* _Description of the task_
Restating the data exactly is the whole task.
===== Provided data
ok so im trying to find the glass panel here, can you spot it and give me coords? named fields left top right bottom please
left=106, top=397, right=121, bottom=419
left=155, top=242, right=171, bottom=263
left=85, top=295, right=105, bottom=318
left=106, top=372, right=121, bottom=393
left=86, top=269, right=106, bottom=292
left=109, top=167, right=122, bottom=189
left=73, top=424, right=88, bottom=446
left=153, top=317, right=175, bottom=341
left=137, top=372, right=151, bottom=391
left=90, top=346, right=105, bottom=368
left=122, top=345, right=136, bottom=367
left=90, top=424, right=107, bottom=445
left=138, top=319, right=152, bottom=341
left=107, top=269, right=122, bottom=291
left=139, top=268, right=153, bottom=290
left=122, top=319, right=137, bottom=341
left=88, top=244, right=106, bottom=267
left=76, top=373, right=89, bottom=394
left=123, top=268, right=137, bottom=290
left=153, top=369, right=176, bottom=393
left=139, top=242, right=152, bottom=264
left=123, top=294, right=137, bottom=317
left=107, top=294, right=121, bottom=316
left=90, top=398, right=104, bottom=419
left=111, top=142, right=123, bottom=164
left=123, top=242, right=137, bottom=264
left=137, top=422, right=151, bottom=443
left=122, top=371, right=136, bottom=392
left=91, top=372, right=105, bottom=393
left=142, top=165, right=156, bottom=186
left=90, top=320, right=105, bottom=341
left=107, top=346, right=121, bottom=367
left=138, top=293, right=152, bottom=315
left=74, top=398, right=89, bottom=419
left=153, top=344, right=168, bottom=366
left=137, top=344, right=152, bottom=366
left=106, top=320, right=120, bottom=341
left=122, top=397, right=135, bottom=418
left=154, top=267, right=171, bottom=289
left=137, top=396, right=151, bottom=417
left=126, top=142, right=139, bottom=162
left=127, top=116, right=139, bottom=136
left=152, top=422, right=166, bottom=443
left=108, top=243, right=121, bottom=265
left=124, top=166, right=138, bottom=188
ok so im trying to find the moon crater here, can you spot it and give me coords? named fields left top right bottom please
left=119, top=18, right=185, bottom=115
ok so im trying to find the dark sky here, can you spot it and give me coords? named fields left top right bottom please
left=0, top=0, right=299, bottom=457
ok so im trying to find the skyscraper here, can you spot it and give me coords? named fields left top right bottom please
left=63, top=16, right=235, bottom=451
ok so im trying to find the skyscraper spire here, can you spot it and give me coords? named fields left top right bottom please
==========
* _Finished task_
ok so im trying to find the glass panel here, can you spot it and give me coords? named fields left top right bottom please
left=106, top=397, right=121, bottom=419
left=155, top=242, right=171, bottom=263
left=85, top=295, right=105, bottom=318
left=106, top=372, right=121, bottom=393
left=86, top=269, right=106, bottom=292
left=109, top=167, right=122, bottom=189
left=73, top=424, right=88, bottom=446
left=153, top=317, right=175, bottom=341
left=137, top=372, right=151, bottom=391
left=90, top=346, right=105, bottom=368
left=122, top=345, right=136, bottom=367
left=90, top=424, right=107, bottom=445
left=138, top=319, right=152, bottom=341
left=107, top=269, right=122, bottom=291
left=139, top=268, right=153, bottom=290
left=122, top=319, right=137, bottom=341
left=88, top=244, right=106, bottom=267
left=76, top=373, right=89, bottom=394
left=123, top=268, right=137, bottom=290
left=153, top=369, right=176, bottom=393
left=139, top=242, right=152, bottom=264
left=123, top=294, right=137, bottom=317
left=107, top=294, right=121, bottom=316
left=90, top=398, right=104, bottom=419
left=111, top=142, right=123, bottom=164
left=123, top=242, right=137, bottom=264
left=137, top=422, right=151, bottom=443
left=122, top=371, right=136, bottom=392
left=91, top=372, right=105, bottom=393
left=142, top=165, right=156, bottom=186
left=90, top=320, right=105, bottom=341
left=107, top=346, right=121, bottom=367
left=138, top=293, right=152, bottom=315
left=74, top=398, right=89, bottom=419
left=153, top=344, right=168, bottom=366
left=137, top=344, right=152, bottom=366
left=106, top=320, right=120, bottom=341
left=122, top=397, right=135, bottom=418
left=154, top=267, right=171, bottom=289
left=137, top=396, right=151, bottom=417
left=126, top=142, right=139, bottom=162
left=127, top=116, right=139, bottom=136
left=152, top=422, right=166, bottom=443
left=108, top=243, right=121, bottom=265
left=124, top=166, right=138, bottom=188
ok so im trying to find the moon crater here, can you spot it and give me coords? named fields left top right bottom please
left=119, top=18, right=185, bottom=115
ok so im trying to find the dark sky here, can you spot it and give me coords? named fields left top right bottom please
left=0, top=0, right=299, bottom=457
ok so im trying to find the skyscraper here, can you spot it and give me coords? named fields left top right bottom please
left=63, top=16, right=235, bottom=451
ok so im trying to find the skyscraper spire here, can you spot it and give me coords? named fields left top right bottom please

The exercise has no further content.